Requirement:
Reproduce all entries precisely as they are written.
···
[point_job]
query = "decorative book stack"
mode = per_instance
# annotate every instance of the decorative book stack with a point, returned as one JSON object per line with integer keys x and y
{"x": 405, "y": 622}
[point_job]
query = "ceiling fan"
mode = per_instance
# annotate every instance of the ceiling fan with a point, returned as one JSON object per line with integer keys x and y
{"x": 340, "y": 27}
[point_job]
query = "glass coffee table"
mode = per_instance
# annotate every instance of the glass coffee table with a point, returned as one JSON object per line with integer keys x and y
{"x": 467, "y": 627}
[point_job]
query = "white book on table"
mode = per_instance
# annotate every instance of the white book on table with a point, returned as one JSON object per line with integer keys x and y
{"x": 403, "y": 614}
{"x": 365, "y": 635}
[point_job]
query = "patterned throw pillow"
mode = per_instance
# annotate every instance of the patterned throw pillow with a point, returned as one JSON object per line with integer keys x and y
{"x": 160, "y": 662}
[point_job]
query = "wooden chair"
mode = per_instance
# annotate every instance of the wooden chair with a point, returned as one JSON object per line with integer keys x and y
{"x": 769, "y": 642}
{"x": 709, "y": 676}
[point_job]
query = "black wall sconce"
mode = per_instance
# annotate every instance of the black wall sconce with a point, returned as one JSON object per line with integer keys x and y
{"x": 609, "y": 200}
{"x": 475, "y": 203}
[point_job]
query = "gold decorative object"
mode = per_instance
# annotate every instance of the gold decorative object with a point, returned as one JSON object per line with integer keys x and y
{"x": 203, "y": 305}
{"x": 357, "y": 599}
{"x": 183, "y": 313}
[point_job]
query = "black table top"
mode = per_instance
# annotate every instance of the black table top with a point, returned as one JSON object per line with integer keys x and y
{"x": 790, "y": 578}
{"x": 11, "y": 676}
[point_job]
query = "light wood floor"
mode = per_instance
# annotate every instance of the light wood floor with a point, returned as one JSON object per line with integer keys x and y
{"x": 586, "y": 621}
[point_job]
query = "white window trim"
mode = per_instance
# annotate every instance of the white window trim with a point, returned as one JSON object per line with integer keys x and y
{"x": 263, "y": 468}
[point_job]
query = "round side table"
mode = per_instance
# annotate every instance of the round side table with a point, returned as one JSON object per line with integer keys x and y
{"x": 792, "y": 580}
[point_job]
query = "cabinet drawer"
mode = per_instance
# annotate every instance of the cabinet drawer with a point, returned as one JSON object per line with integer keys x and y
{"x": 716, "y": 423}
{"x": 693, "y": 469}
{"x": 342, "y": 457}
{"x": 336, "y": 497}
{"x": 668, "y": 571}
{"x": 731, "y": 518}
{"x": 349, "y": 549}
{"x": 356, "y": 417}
···
Full output:
[point_job]
query = "decorative book stack"
mode = per_instance
# annotate every instance of the decorative book stack with a point, returned as one JSON object per line with integer keys x and y
{"x": 405, "y": 622}
[point_job]
query = "ceiling fan"
mode = per_instance
# annotate every instance of the ceiling fan with a point, returned as one JSON object per line with integer keys x and y
{"x": 340, "y": 27}
[point_job]
query = "glass coffee table"
mode = per_instance
# annotate every instance of the glass coffee table with a point, returned as one JSON object per line with integer keys x and y
{"x": 467, "y": 627}
[point_job]
query = "white book on table"
mode = per_instance
# annotate every instance of the white book on table with a point, returned as one JSON object per line with integer keys x and y
{"x": 403, "y": 614}
{"x": 365, "y": 635}
[point_job]
query = "patterned throw pillow"
mode = per_instance
# annotate every instance of the patterned throw pillow with a point, returned as one JSON object per line with integer keys x and y
{"x": 160, "y": 662}
[point_job]
query = "wooden chair"
mode = per_instance
# annotate every instance of the wooden chair with a point, returned as one JSON object per line with integer keys x and y
{"x": 769, "y": 642}
{"x": 709, "y": 676}
[point_job]
query = "black wall sconce"
mode = per_instance
# annotate every instance of the black wall sconce with a point, returned as one JSON object per line with integer keys x and y
{"x": 609, "y": 200}
{"x": 475, "y": 203}
[point_job]
query = "gold decorative object"
mode = per_instance
# annotate every instance of the gold decorative object with a point, returned as one JSON object per line with integer keys x and y
{"x": 203, "y": 305}
{"x": 357, "y": 599}
{"x": 183, "y": 313}
[point_job]
query = "black table top"
mode = per_instance
# annotate every instance of the black table top with a point, returned as one JSON object per line with integer keys x and y
{"x": 790, "y": 578}
{"x": 11, "y": 676}
[point_job]
query = "light wood floor"
mode = per_instance
# annotate every instance of the light wood floor with a point, returned as one JSON object per line with integer keys x and y
{"x": 586, "y": 621}
[point_job]
query = "white window trim"
mode = per_instance
# annotate every instance of the white window trim with a point, returned as one JSON object per line with integer keys x and y
{"x": 263, "y": 468}
[point_job]
query = "round side table"
mode = per_instance
# annotate every instance of the round side table with a point, returned as one JSON object per line with integer keys x and y
{"x": 792, "y": 580}
[point_job]
query = "cabinet drawer"
mode = per_instance
# annotate every instance of the cabinet drawer with a point, returned as one JSON object per line with integer keys x and y
{"x": 716, "y": 423}
{"x": 693, "y": 469}
{"x": 342, "y": 457}
{"x": 336, "y": 497}
{"x": 668, "y": 571}
{"x": 731, "y": 518}
{"x": 349, "y": 549}
{"x": 356, "y": 417}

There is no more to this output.